- How to complete this task
From the line that contains "Target: black office telephone" to the end of the entries, write out every line exactly, including both ends, and nothing more.

***** Materials provided

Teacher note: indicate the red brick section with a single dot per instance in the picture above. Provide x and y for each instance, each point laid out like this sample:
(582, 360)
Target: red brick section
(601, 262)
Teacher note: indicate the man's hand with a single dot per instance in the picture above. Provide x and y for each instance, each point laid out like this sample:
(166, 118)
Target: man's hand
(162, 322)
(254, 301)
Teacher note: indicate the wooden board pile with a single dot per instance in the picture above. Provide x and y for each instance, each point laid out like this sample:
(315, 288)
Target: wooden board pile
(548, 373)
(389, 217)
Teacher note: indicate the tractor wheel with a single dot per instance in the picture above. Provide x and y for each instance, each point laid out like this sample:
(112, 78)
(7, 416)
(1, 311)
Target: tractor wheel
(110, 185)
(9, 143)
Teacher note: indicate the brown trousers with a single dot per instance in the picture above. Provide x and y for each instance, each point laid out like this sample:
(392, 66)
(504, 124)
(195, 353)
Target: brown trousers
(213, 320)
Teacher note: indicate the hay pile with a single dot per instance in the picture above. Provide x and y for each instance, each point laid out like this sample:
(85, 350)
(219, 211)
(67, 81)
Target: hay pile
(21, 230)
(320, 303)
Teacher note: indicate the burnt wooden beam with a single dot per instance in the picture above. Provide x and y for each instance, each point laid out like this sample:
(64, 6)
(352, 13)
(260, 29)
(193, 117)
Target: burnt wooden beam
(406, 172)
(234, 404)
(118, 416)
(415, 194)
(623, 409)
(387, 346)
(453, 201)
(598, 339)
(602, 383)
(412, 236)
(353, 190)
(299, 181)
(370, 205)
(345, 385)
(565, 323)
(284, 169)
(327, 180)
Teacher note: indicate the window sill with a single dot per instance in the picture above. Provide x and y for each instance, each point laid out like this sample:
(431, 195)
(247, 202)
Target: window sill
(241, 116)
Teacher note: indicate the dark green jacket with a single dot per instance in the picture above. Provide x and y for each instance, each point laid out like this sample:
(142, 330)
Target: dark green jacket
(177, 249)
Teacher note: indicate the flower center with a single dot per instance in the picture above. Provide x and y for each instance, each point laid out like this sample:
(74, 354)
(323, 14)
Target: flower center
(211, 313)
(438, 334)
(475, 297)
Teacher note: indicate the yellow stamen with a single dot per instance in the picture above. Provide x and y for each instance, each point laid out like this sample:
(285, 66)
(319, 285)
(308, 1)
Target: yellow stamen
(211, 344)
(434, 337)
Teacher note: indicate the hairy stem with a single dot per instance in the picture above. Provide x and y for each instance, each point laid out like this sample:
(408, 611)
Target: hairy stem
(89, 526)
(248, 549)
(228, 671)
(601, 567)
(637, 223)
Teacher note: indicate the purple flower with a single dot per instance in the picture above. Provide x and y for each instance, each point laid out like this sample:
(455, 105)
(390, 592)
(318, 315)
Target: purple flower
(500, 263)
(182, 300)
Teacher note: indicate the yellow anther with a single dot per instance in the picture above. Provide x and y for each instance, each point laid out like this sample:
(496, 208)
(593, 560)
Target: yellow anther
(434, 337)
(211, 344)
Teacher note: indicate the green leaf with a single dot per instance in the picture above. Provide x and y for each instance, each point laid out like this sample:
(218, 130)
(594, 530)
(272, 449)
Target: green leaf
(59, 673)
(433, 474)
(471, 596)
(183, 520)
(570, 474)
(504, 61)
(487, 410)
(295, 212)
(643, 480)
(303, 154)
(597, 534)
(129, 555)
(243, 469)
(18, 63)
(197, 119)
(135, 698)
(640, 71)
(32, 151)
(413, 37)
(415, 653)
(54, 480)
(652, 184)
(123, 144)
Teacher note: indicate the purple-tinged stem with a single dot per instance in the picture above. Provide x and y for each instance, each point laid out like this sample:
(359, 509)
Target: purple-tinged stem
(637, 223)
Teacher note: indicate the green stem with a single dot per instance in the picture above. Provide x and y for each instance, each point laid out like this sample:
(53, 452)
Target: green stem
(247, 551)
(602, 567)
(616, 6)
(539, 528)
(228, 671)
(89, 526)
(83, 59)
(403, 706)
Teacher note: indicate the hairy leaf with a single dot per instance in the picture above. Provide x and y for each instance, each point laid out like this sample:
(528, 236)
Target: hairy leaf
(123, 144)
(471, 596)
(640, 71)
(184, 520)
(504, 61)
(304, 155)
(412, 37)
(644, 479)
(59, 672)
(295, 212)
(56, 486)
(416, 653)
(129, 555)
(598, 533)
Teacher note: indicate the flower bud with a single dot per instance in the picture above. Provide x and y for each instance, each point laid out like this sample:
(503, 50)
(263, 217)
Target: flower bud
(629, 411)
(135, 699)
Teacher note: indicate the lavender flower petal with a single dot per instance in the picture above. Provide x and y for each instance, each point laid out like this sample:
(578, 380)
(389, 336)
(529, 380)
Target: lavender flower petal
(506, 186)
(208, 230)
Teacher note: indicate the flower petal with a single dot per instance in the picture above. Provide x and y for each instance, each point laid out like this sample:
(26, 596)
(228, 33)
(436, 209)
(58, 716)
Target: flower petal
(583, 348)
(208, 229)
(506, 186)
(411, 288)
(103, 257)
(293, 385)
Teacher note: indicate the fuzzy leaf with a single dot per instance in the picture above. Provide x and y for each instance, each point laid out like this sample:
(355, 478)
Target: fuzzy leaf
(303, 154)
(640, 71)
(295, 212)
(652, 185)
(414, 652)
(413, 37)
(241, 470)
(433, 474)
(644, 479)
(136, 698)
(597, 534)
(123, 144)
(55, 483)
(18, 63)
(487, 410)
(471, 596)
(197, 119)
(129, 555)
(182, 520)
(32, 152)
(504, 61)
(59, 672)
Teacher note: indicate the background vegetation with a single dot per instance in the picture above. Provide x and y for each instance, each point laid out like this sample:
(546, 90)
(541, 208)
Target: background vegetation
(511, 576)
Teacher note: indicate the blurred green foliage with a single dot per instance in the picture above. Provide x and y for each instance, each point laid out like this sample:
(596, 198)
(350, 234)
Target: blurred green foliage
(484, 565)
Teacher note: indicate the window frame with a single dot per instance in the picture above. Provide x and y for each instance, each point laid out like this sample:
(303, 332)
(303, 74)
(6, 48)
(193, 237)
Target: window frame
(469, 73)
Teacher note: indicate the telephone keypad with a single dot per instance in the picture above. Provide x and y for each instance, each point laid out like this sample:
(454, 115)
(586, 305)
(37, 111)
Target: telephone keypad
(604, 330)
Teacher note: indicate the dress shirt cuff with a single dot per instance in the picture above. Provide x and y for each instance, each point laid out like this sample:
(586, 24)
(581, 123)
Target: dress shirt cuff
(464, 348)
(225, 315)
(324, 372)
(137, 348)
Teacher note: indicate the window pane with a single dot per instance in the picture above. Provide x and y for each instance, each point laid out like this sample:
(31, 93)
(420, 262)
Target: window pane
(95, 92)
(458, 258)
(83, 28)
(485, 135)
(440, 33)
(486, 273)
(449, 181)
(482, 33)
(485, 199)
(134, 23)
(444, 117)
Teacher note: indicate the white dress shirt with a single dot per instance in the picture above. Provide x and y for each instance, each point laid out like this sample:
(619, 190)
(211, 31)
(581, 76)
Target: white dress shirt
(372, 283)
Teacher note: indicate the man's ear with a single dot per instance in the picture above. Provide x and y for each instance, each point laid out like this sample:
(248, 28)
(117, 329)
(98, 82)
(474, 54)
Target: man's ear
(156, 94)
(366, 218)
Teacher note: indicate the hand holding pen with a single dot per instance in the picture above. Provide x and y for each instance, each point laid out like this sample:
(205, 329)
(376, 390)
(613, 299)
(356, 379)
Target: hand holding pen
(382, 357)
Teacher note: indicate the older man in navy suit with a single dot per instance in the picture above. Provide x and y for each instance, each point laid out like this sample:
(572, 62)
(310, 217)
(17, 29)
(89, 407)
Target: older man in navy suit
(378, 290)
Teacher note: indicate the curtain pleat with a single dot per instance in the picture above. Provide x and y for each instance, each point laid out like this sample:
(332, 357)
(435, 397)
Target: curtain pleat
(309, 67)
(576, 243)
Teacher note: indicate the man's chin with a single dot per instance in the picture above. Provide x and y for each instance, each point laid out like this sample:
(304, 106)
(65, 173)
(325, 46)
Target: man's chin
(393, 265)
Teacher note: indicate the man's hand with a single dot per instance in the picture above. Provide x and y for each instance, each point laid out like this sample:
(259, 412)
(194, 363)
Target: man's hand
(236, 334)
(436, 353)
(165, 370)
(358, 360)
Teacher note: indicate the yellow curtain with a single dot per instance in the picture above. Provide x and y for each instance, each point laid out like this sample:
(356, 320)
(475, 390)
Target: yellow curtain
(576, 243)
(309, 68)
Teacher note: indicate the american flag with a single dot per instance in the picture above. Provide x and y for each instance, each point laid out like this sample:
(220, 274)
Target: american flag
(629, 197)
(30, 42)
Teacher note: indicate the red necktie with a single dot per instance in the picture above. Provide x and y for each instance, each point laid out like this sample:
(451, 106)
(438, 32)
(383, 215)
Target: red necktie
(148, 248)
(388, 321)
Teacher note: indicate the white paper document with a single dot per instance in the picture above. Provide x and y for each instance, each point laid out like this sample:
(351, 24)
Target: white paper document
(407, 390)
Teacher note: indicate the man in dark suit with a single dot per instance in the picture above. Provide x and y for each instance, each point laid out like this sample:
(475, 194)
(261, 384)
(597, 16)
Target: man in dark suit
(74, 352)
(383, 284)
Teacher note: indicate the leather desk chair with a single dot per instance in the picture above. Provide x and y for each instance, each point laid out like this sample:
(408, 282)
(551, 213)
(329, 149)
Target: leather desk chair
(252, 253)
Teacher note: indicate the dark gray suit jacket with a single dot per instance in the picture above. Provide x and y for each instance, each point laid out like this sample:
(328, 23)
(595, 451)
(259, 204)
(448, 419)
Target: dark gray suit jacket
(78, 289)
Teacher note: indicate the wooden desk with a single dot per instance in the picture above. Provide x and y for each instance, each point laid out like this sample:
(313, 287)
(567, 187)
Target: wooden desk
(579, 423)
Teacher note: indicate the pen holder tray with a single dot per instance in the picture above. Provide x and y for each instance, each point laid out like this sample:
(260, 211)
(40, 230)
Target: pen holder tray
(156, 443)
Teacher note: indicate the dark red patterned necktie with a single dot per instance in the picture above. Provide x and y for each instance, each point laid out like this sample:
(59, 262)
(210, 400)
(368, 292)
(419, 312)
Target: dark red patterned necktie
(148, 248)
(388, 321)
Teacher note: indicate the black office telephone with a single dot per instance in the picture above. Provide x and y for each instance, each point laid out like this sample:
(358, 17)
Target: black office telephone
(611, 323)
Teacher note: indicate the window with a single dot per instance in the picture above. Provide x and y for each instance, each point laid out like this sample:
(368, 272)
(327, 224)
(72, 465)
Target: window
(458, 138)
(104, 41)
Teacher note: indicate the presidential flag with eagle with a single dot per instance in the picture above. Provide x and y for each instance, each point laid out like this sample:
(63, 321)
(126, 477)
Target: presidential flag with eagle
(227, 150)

**********

- Result of this task
Target: black office telephone
(611, 323)
Teacher note: indicate the window with a single dot per instance in the picture above. Provide x and y for each instance, each point laid out like this sample:
(368, 272)
(327, 224)
(72, 465)
Target: window
(458, 138)
(104, 41)
Teacher note: indicate the presidential flag with eagle with a single dot per instance in the picture above. Provide x and y for each instance, each point laid out like this sample:
(63, 321)
(126, 477)
Target: presidential flag with eagle
(227, 150)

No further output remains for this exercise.